╭─ Supplied records
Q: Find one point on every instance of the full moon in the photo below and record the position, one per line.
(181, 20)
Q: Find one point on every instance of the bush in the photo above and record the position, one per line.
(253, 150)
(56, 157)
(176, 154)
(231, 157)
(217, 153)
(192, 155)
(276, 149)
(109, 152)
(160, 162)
╰─
▶ **Task brief**:
Each entry above should be retyped exactly, with nothing missed.

▶ **Worked solution**:
Q: Find one point on every instance of the full moon in the photo below and record the position, one per line.
(181, 20)
Q: Find one point on every instance of the bush in the photo above and record the position, one per line.
(253, 150)
(56, 157)
(176, 154)
(231, 157)
(217, 153)
(192, 155)
(276, 149)
(109, 152)
(160, 162)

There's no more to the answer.